>> Start EXERCISE INPUT

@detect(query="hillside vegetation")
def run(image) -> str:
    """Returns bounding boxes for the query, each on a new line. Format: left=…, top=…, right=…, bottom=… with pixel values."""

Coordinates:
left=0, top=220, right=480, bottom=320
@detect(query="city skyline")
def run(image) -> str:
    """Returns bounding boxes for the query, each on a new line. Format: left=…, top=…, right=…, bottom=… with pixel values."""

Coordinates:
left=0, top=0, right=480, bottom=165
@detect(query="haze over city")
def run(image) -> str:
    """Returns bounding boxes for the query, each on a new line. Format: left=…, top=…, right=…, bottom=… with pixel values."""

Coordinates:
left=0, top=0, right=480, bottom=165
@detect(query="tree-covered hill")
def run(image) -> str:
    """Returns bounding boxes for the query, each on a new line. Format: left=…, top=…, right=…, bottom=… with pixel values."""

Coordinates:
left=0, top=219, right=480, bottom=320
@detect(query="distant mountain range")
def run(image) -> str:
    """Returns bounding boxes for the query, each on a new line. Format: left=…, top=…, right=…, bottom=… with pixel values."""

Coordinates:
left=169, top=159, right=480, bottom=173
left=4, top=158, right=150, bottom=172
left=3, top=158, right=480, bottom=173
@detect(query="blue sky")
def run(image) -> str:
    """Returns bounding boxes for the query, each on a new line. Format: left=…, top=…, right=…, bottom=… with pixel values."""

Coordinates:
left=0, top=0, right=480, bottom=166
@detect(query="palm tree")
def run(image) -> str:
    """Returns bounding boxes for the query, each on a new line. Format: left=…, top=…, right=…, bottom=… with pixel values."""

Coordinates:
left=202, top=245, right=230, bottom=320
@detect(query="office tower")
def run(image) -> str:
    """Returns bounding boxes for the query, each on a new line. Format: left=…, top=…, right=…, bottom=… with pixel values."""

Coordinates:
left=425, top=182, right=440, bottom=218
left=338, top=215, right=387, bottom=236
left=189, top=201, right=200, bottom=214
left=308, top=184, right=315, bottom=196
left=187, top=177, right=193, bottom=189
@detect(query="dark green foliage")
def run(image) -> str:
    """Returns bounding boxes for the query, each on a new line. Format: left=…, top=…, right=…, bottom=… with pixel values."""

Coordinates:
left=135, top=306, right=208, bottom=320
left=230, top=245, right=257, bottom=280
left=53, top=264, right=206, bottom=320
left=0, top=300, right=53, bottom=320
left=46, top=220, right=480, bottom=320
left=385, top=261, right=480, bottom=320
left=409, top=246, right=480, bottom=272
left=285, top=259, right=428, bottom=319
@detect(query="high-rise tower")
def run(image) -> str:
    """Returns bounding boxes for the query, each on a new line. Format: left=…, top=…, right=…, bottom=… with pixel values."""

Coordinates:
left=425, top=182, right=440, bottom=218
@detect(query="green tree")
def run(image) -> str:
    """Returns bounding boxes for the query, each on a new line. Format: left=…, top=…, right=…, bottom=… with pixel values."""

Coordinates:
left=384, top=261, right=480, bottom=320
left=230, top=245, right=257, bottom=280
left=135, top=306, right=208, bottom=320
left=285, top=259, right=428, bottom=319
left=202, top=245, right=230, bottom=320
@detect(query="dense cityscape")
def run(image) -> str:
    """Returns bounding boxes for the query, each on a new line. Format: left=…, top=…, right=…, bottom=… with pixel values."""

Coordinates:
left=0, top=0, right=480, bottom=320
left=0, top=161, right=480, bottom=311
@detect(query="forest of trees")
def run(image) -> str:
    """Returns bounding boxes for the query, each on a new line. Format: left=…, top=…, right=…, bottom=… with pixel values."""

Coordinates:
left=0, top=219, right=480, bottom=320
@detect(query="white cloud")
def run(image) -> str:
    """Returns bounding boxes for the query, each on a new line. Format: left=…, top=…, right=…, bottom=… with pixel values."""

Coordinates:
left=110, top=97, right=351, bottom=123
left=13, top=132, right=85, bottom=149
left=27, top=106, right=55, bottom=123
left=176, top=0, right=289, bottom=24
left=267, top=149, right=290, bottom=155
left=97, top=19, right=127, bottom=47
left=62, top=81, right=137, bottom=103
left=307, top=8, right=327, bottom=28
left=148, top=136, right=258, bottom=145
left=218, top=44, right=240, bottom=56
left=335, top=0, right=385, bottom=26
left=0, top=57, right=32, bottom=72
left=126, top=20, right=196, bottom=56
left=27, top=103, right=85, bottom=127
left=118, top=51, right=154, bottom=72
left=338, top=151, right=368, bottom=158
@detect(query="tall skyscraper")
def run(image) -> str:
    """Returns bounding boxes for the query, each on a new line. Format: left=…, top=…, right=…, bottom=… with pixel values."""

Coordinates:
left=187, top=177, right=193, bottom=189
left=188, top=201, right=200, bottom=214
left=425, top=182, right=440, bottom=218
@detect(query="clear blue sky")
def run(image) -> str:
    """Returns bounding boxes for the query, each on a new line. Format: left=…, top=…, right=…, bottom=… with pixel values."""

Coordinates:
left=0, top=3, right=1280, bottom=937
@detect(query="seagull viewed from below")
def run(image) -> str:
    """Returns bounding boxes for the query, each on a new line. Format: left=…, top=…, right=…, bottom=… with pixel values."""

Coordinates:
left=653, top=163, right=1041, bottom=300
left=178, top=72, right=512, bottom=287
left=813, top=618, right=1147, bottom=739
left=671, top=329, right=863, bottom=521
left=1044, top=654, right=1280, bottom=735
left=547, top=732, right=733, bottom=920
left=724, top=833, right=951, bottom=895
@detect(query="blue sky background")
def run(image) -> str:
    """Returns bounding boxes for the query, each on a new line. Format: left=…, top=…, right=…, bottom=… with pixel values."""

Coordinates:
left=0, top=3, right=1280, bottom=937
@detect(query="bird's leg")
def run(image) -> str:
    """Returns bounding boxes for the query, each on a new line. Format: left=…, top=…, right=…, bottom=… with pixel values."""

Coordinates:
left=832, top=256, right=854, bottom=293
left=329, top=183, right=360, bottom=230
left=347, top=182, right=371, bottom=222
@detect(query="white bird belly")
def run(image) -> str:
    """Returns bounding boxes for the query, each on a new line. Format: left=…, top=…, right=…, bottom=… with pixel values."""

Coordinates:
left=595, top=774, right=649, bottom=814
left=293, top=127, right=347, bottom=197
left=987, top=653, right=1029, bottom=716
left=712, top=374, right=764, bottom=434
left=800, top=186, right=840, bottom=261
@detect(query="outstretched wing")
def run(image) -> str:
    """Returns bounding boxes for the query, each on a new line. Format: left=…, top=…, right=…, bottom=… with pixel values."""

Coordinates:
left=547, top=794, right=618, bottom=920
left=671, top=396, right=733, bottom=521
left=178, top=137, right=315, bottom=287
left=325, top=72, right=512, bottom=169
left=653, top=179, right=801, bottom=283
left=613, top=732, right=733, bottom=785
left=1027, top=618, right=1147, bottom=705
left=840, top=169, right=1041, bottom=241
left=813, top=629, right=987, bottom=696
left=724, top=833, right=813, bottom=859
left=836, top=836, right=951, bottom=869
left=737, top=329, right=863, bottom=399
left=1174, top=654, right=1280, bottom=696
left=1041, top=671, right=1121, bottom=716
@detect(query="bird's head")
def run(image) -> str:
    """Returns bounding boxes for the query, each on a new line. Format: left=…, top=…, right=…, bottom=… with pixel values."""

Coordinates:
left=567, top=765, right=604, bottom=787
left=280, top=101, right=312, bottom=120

>> End EXERCISE INPUT

[TASK DIRECTIONS]
Copy the lines of the material above word for word, starting at its first line and ending at the line that contains "left=0, top=220, right=480, bottom=320", with both of those lines included.

[RESULT BELOW]
@detect(query="hillside vegetation")
def run(image) -> str:
    """Returns bounding boxes for the query, each on a new line. Format: left=…, top=…, right=…, bottom=… with pixel values."""

Coordinates:
left=0, top=220, right=480, bottom=320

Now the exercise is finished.